## Objective
Transcribe word for word the lines of the records below, from the line that contains "the desk in" through the line that contains "81, 0, 95, 7", with both of those lines included.
====== Information supplied ======
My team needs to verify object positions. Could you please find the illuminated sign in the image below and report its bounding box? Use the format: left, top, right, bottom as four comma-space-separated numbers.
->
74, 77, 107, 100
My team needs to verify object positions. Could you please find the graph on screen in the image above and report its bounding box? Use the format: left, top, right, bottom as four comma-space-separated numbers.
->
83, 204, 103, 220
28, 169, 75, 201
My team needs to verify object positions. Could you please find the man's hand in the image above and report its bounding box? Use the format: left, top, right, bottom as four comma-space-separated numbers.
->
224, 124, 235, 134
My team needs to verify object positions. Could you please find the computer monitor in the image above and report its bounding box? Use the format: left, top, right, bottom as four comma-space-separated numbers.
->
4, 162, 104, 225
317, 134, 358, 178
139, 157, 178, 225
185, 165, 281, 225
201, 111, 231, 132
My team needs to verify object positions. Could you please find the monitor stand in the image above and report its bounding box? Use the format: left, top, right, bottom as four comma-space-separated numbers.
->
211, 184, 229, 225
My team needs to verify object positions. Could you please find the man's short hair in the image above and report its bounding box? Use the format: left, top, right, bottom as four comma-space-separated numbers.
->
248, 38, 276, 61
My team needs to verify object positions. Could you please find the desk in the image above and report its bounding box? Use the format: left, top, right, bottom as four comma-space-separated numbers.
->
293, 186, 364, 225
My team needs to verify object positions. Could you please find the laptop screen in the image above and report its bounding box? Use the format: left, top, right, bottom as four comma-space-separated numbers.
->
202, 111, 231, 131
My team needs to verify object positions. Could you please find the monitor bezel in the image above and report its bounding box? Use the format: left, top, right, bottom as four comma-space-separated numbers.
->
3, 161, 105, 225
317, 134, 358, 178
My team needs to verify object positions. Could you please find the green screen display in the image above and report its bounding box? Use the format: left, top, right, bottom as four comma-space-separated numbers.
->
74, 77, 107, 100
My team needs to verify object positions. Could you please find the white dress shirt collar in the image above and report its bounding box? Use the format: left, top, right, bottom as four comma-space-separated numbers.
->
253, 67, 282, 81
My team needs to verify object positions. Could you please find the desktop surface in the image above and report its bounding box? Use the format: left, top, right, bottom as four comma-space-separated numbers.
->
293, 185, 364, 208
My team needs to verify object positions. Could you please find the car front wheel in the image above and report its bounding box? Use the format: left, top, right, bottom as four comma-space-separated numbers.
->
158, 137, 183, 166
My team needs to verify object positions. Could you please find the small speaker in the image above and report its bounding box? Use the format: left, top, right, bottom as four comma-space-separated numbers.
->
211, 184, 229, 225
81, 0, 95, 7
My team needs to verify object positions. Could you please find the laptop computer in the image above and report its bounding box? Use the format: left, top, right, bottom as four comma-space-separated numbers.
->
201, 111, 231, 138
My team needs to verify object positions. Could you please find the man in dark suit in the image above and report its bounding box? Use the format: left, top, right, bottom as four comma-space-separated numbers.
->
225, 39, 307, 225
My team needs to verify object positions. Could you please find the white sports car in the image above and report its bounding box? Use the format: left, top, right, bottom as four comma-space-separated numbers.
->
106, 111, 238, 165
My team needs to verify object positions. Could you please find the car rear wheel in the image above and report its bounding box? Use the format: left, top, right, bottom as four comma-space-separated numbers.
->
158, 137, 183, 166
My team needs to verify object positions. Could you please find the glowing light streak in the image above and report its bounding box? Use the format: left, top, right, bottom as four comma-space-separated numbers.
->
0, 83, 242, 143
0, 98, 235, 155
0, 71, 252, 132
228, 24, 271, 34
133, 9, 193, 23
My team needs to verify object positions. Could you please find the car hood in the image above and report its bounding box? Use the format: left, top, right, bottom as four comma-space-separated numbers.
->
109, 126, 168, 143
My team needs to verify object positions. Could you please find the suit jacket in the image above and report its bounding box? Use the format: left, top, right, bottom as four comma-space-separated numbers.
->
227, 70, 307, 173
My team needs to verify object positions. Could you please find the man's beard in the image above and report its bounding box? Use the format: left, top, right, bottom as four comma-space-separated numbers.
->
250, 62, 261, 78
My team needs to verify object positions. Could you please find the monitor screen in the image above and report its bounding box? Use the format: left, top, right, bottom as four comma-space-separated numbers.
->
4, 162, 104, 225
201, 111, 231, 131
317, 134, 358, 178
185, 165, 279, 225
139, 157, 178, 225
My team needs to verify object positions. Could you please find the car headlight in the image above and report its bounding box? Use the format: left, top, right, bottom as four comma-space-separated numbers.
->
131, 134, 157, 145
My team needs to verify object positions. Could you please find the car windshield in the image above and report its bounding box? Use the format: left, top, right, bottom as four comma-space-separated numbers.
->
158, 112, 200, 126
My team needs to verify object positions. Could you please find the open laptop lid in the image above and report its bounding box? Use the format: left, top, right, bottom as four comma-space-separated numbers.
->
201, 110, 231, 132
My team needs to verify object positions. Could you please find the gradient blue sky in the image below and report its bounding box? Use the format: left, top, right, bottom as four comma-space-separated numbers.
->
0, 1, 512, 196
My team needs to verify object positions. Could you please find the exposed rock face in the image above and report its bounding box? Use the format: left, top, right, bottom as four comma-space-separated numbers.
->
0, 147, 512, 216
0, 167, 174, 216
======
## Task output
My team needs to verify object positions. Could you please find the desk in the image above and report its bounding box? Use the format: left, top, right, bottom as four comma-space-separated numbers.
->
293, 186, 364, 225
My team needs to verify object positions. Could you please find the laptop screen in the image above and report its bounding box? Use the format: left, top, right, bottom as four comma-space-separated numbers.
->
202, 111, 231, 131
My team needs to verify object positions. Could you please find the monitor bezel in the image above and report its bounding box? Use the format: left, top, right, bottom as four comma-space-separated numbers.
->
3, 161, 105, 225
317, 134, 358, 178
My team needs to verify object positions. Could you please find the green screen display in the image above and report its bounding box? Use the format: left, top, right, bottom as four comma-space-separated numbers.
->
74, 77, 107, 100
My team needs to verify object positions. Could you please find the white dress shirt collar in the image above and report its bounding box? Use the format: left, top, right, bottom as four comma-space-separated numbers.
->
253, 67, 282, 81
My team needs to verify object positions. Could you please find the desktop surface in the image above and report its bounding box? Use the format: left, top, right, bottom as four comma-space-separated numbers.
->
293, 185, 364, 208
My team needs to verify object positions. Could you please find the car front wheel in the image above and report its bounding box? Use the format: left, top, right, bottom as four comma-space-separated numbers.
->
158, 137, 183, 166
My team needs to verify object positions. Could you please find the small speaker in the image above and report its bounding box? Use the format: left, top, right, bottom as four comma-space-separated numbers.
->
211, 184, 229, 225
81, 0, 95, 7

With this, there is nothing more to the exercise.